Exactly as written, reproduce all of the entries.

====

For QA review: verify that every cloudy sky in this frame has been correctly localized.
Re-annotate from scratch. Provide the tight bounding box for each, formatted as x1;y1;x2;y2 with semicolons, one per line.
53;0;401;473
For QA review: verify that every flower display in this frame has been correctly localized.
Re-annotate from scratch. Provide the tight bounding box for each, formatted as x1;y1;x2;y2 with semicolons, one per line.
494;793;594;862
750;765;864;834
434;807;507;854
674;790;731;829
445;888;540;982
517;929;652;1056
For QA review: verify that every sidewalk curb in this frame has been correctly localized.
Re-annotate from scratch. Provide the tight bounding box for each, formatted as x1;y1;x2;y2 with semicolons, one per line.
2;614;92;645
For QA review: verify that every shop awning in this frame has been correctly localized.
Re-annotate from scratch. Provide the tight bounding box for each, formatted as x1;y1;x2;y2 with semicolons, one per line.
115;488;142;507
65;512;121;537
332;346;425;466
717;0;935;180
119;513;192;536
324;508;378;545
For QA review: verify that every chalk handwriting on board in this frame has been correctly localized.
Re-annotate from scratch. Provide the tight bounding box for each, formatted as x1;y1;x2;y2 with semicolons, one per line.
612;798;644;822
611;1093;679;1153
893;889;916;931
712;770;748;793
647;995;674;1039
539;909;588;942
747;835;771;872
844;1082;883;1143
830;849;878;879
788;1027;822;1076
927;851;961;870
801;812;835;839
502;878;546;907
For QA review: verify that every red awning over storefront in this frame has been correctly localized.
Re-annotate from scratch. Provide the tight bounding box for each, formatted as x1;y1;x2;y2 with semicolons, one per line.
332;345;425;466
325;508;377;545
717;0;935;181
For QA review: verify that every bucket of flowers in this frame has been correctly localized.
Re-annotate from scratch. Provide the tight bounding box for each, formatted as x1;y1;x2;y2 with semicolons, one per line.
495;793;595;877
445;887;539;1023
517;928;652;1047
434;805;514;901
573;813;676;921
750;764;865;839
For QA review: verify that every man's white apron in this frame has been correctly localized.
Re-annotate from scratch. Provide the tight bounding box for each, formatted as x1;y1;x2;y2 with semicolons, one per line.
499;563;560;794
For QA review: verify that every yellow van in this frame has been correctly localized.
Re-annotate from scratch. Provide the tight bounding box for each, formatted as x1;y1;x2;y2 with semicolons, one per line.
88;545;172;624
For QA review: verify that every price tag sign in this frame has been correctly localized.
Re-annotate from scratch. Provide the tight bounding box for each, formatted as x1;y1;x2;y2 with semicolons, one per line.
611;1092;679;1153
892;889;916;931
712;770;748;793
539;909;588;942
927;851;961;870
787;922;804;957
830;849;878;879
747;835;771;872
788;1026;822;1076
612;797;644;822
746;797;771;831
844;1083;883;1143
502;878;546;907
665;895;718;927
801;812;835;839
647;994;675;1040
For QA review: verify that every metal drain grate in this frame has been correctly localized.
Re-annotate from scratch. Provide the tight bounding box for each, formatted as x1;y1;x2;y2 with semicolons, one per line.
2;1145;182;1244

====

== RESPONSE TO THIS TASK ==
For QA review: verify that every cloudy sky in this frame has been correctly localized.
Re-annotate from scratch. Provide the tight bounding box for each, formatted as x1;y1;x2;y2 with semicolons, one per line.
53;0;401;473
For QA review: verify that every flower display in this frame has been correctly localized.
Re-annotate from scratch. Provide the tight bounding box for each, formatted as x1;y1;x2;y2 with semicolons, one per line.
494;793;594;862
750;765;864;834
434;807;507;854
674;790;731;829
445;888;540;982
517;929;652;1056
For QA review: verify that every sidewalk curb in this frame has been correctly localized.
Re-annotate from scratch. Provide the tight bounding box for each, formatted as x1;y1;x2;y2 with semicolons, one per line.
2;614;92;645
For QA review: verify that every shop awning in this frame has been correctly localized.
Re-annotate from scratch. Provide the tight bounding box for each, formatted as x1;y1;x2;y2 with semicolons, one per line.
115;488;142;507
65;512;121;537
332;346;425;466
717;0;935;180
119;513;192;536
324;508;378;545
For QA review: verify that every chalk handwriting on board in this frame has been correctly localized.
Re-annotate from scratch. Provide the tight bounding box for each, formatted as x1;y1;x2;y2 with semicolons, one per line.
612;798;644;822
611;1093;679;1153
893;889;916;931
712;770;748;793
647;995;674;1039
539;909;588;942
747;835;771;872
844;1082;883;1143
830;849;878;879
788;1027;822;1076
927;851;961;870
801;812;835;839
502;878;546;907
For QA review: verify that every red awning over storefront in this frame has been correctly localized.
Re-annotate from scratch. Provide the tight bounding box for each, formatted as x1;y1;x2;y2 with semicolons, one per line.
332;345;425;466
325;508;377;545
717;0;935;181
For QA review: verify that every bucket of flowers in this frame has been correctly localized.
Re-annotate from scratch. Provide the tight bounding box for each, formatted as x1;y1;x2;y2 with semicolons, one per line.
495;793;595;877
445;887;539;1023
517;928;652;1047
434;805;514;901
573;813;676;921
750;764;865;839
For QA review: verify that every man's white apron in this frame has been correctly localized.
Re-annotate from scratch. Provide the tight bounding box for each, formatted as x1;y1;x2;y2 with semicolons, one per line.
499;563;560;794
For QA review: verify that every yellow van in this frame has been correctly localized.
Re-annotate from scratch. Provide the tight bounding box for each, formatted as x1;y1;x2;y2 with semicolons, one per line.
88;545;172;624
For QA review: verify that every price tag sign in this frame has been correctly localized.
Re-annotate from scratch. Provide the tight bounding box for each, formatted as x1;y1;x2;y2 with semicolons, one per line.
611;1092;679;1153
892;889;916;931
712;770;748;793
539;909;588;942
927;851;961;870
787;922;804;957
830;849;878;879
747;835;771;872
788;1026;822;1076
612;797;644;822
746;797;771;831
844;1083;883;1143
502;878;546;907
665;895;718;927
801;812;835;839
647;994;675;1040
For QA review: verify that every metal drain grate in this frame has been correctly localized.
Re-annotate from scratch. Provide the tight bounding box for each, formatted as x1;y1;x2;y2 with semicolons, one per line.
2;1145;182;1244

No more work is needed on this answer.